Required action:
Write out the entries again. Match each one exactly.

Provided entries:
-*-

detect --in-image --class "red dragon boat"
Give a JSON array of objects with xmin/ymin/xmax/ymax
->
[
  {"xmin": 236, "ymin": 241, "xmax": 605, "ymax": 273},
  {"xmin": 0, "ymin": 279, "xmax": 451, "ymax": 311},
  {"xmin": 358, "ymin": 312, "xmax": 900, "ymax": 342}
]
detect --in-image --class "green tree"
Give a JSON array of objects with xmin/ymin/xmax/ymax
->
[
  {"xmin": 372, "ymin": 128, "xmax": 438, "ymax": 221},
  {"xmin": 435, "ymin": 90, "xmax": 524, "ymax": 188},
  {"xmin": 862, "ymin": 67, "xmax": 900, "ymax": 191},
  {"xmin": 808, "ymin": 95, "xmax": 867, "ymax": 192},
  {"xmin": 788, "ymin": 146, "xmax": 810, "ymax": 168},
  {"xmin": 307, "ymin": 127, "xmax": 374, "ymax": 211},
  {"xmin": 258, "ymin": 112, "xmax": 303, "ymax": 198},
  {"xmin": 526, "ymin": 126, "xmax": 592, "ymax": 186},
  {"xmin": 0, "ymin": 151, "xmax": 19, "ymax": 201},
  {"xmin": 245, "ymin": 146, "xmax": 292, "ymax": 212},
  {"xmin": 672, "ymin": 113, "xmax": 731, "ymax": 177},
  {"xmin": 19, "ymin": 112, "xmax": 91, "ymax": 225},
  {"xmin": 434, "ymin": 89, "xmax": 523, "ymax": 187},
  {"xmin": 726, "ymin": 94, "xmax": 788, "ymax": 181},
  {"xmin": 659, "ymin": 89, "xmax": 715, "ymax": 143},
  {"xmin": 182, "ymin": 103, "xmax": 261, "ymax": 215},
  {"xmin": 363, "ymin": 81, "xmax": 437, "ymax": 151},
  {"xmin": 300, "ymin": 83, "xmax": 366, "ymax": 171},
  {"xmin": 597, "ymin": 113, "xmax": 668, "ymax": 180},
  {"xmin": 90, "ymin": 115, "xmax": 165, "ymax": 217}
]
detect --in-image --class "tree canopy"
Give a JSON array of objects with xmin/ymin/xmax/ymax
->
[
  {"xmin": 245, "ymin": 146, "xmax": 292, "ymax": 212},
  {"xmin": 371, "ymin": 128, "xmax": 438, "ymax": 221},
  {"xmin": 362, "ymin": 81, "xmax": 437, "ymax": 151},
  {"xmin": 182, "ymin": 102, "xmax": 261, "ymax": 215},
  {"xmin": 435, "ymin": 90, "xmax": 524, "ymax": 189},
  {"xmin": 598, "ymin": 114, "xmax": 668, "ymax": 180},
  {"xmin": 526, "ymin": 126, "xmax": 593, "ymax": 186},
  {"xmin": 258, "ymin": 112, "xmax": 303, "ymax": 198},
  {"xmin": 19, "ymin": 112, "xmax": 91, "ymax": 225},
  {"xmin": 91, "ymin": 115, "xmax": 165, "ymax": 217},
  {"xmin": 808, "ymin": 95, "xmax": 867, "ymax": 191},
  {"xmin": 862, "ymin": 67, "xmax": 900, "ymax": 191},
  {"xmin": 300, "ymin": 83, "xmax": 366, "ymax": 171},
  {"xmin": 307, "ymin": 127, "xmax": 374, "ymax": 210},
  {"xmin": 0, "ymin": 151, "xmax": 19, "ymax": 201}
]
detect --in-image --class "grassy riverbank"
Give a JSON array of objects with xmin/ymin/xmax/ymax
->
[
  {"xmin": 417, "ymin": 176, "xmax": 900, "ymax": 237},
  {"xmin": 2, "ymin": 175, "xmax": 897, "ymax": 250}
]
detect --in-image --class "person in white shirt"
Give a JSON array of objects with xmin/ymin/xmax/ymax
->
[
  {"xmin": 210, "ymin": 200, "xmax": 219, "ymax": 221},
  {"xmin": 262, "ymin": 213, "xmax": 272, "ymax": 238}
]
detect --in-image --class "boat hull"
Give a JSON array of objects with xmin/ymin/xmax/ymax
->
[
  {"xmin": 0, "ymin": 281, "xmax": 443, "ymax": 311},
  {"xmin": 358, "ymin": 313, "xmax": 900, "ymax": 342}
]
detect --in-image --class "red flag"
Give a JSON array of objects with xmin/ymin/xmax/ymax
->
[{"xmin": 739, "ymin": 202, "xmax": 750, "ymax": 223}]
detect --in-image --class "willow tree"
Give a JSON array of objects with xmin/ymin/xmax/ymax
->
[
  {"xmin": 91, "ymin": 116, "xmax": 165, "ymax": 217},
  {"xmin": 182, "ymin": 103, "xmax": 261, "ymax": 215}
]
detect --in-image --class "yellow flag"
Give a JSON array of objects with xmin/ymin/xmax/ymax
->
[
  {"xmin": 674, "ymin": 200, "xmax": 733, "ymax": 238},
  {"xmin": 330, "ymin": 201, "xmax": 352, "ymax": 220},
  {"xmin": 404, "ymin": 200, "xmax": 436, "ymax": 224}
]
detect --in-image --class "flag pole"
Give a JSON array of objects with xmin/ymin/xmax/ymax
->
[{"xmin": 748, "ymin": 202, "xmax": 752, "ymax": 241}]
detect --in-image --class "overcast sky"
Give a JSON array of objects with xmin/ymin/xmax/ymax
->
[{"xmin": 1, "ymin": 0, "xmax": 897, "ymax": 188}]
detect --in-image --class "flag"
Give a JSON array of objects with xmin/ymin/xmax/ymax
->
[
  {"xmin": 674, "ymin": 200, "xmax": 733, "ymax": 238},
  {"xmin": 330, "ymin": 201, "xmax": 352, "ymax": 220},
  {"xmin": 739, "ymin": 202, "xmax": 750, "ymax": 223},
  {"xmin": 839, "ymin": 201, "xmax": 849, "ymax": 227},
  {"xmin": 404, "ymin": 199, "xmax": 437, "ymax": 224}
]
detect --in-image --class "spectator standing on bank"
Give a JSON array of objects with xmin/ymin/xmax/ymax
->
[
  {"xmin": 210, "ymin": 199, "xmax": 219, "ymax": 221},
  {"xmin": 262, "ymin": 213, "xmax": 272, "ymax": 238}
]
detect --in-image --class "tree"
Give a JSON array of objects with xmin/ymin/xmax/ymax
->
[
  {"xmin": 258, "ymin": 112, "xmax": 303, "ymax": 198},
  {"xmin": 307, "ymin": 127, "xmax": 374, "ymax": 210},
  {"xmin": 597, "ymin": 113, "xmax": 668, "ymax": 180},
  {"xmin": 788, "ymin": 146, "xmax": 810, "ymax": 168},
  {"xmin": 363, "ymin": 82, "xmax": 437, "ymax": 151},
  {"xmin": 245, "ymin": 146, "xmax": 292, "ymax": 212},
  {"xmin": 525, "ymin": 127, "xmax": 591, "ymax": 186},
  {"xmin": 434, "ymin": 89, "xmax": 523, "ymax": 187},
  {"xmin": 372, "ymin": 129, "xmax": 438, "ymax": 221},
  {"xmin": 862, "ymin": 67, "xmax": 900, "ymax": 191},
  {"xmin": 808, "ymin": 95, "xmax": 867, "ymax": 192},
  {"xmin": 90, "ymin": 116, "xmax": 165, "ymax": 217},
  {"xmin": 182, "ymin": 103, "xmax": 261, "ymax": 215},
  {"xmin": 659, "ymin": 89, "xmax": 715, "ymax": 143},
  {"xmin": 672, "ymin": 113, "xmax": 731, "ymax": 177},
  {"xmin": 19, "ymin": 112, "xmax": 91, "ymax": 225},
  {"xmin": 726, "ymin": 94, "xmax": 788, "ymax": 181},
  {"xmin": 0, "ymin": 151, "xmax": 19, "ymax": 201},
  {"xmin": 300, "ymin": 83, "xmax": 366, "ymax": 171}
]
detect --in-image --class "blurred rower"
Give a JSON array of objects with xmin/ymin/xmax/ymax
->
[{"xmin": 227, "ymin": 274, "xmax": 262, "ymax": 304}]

-*-

Exercise output:
detect --in-image --class "red dragon boat"
Give a JSON array of objects with xmin/ymin/xmax/ymax
->
[
  {"xmin": 236, "ymin": 241, "xmax": 605, "ymax": 273},
  {"xmin": 0, "ymin": 279, "xmax": 451, "ymax": 311},
  {"xmin": 358, "ymin": 312, "xmax": 900, "ymax": 342}
]
detect --in-image --class "green tree"
Give a JSON array of objects with xmin/ymin/xmax/ymax
->
[
  {"xmin": 372, "ymin": 128, "xmax": 438, "ymax": 221},
  {"xmin": 435, "ymin": 90, "xmax": 524, "ymax": 188},
  {"xmin": 862, "ymin": 67, "xmax": 900, "ymax": 191},
  {"xmin": 808, "ymin": 95, "xmax": 867, "ymax": 192},
  {"xmin": 788, "ymin": 146, "xmax": 810, "ymax": 168},
  {"xmin": 307, "ymin": 127, "xmax": 374, "ymax": 211},
  {"xmin": 258, "ymin": 112, "xmax": 303, "ymax": 198},
  {"xmin": 526, "ymin": 126, "xmax": 592, "ymax": 186},
  {"xmin": 0, "ymin": 151, "xmax": 19, "ymax": 201},
  {"xmin": 245, "ymin": 146, "xmax": 292, "ymax": 212},
  {"xmin": 672, "ymin": 113, "xmax": 731, "ymax": 177},
  {"xmin": 19, "ymin": 112, "xmax": 91, "ymax": 225},
  {"xmin": 434, "ymin": 89, "xmax": 523, "ymax": 187},
  {"xmin": 726, "ymin": 94, "xmax": 788, "ymax": 181},
  {"xmin": 659, "ymin": 89, "xmax": 715, "ymax": 143},
  {"xmin": 182, "ymin": 103, "xmax": 261, "ymax": 215},
  {"xmin": 363, "ymin": 81, "xmax": 437, "ymax": 151},
  {"xmin": 300, "ymin": 83, "xmax": 366, "ymax": 171},
  {"xmin": 597, "ymin": 113, "xmax": 668, "ymax": 180},
  {"xmin": 90, "ymin": 115, "xmax": 165, "ymax": 217}
]
detect --in-image --class "tree canopy"
Give a JSON array of objects with xmin/ymin/xmax/ymax
->
[
  {"xmin": 245, "ymin": 146, "xmax": 292, "ymax": 212},
  {"xmin": 371, "ymin": 128, "xmax": 438, "ymax": 221},
  {"xmin": 362, "ymin": 81, "xmax": 437, "ymax": 151},
  {"xmin": 182, "ymin": 102, "xmax": 261, "ymax": 215},
  {"xmin": 435, "ymin": 90, "xmax": 524, "ymax": 189},
  {"xmin": 598, "ymin": 114, "xmax": 668, "ymax": 180},
  {"xmin": 526, "ymin": 126, "xmax": 593, "ymax": 186},
  {"xmin": 258, "ymin": 112, "xmax": 303, "ymax": 198},
  {"xmin": 19, "ymin": 112, "xmax": 91, "ymax": 225},
  {"xmin": 91, "ymin": 115, "xmax": 165, "ymax": 217},
  {"xmin": 808, "ymin": 95, "xmax": 867, "ymax": 191},
  {"xmin": 862, "ymin": 67, "xmax": 900, "ymax": 191},
  {"xmin": 300, "ymin": 83, "xmax": 366, "ymax": 171},
  {"xmin": 307, "ymin": 127, "xmax": 374, "ymax": 210},
  {"xmin": 0, "ymin": 151, "xmax": 19, "ymax": 201}
]
detect --in-image --class "grassy riverbank"
Give a JSON array of objects with xmin/ymin/xmax/ymax
->
[
  {"xmin": 417, "ymin": 176, "xmax": 900, "ymax": 237},
  {"xmin": 2, "ymin": 175, "xmax": 897, "ymax": 250}
]
detect --in-image --class "person in white shirt"
Give a JSON array of objects with xmin/ymin/xmax/ymax
->
[
  {"xmin": 210, "ymin": 200, "xmax": 219, "ymax": 221},
  {"xmin": 262, "ymin": 213, "xmax": 272, "ymax": 238}
]
detect --in-image --class "boat hull"
Give a JSON array of objects with xmin/ymin/xmax/ymax
->
[
  {"xmin": 0, "ymin": 281, "xmax": 443, "ymax": 311},
  {"xmin": 358, "ymin": 313, "xmax": 900, "ymax": 342}
]
detect --in-image --class "red flag"
Give a JSON array of objects with xmin/ymin/xmax/ymax
->
[{"xmin": 739, "ymin": 202, "xmax": 750, "ymax": 223}]
detect --in-image --class "willow tree"
Give a JSON array of objects with xmin/ymin/xmax/ymax
->
[
  {"xmin": 91, "ymin": 116, "xmax": 165, "ymax": 217},
  {"xmin": 182, "ymin": 103, "xmax": 261, "ymax": 215}
]
detect --in-image --class "yellow flag"
Give a JSON array of objects with xmin/ymin/xmax/ymax
->
[
  {"xmin": 674, "ymin": 200, "xmax": 733, "ymax": 238},
  {"xmin": 330, "ymin": 201, "xmax": 352, "ymax": 220},
  {"xmin": 404, "ymin": 200, "xmax": 436, "ymax": 224}
]
detect --in-image --class "flag pole"
Give a JSON array of objects with xmin/ymin/xmax/ymax
->
[{"xmin": 748, "ymin": 202, "xmax": 752, "ymax": 241}]
detect --in-image --class "overcast sky"
Give a JSON array of objects with xmin/ymin/xmax/ymax
->
[{"xmin": 1, "ymin": 0, "xmax": 897, "ymax": 188}]
detect --in-image --class "flag"
Give a JSON array of objects with xmin/ymin/xmax/ymax
->
[
  {"xmin": 674, "ymin": 200, "xmax": 733, "ymax": 238},
  {"xmin": 330, "ymin": 201, "xmax": 352, "ymax": 220},
  {"xmin": 739, "ymin": 202, "xmax": 750, "ymax": 223},
  {"xmin": 839, "ymin": 201, "xmax": 849, "ymax": 227},
  {"xmin": 404, "ymin": 199, "xmax": 437, "ymax": 224}
]
detect --in-image --class "spectator standing on bank"
Give a JSON array of objects with xmin/ymin/xmax/ymax
->
[
  {"xmin": 210, "ymin": 199, "xmax": 219, "ymax": 221},
  {"xmin": 262, "ymin": 213, "xmax": 272, "ymax": 238}
]
detect --in-image --class "tree"
Give a JSON array of objects with xmin/ymin/xmax/ymax
->
[
  {"xmin": 258, "ymin": 112, "xmax": 303, "ymax": 198},
  {"xmin": 307, "ymin": 127, "xmax": 374, "ymax": 210},
  {"xmin": 597, "ymin": 113, "xmax": 668, "ymax": 180},
  {"xmin": 788, "ymin": 146, "xmax": 810, "ymax": 168},
  {"xmin": 363, "ymin": 82, "xmax": 437, "ymax": 151},
  {"xmin": 245, "ymin": 146, "xmax": 292, "ymax": 212},
  {"xmin": 525, "ymin": 127, "xmax": 591, "ymax": 186},
  {"xmin": 434, "ymin": 89, "xmax": 523, "ymax": 187},
  {"xmin": 372, "ymin": 129, "xmax": 438, "ymax": 221},
  {"xmin": 862, "ymin": 67, "xmax": 900, "ymax": 191},
  {"xmin": 808, "ymin": 95, "xmax": 867, "ymax": 192},
  {"xmin": 90, "ymin": 116, "xmax": 165, "ymax": 217},
  {"xmin": 182, "ymin": 103, "xmax": 261, "ymax": 215},
  {"xmin": 659, "ymin": 89, "xmax": 715, "ymax": 143},
  {"xmin": 672, "ymin": 113, "xmax": 731, "ymax": 177},
  {"xmin": 19, "ymin": 112, "xmax": 91, "ymax": 225},
  {"xmin": 726, "ymin": 94, "xmax": 788, "ymax": 181},
  {"xmin": 0, "ymin": 151, "xmax": 19, "ymax": 201},
  {"xmin": 300, "ymin": 83, "xmax": 366, "ymax": 171}
]
detect --in-image --class "blurred rower"
Give a JSON array of objects with xmin/ymin/xmax/ymax
->
[{"xmin": 227, "ymin": 274, "xmax": 262, "ymax": 304}]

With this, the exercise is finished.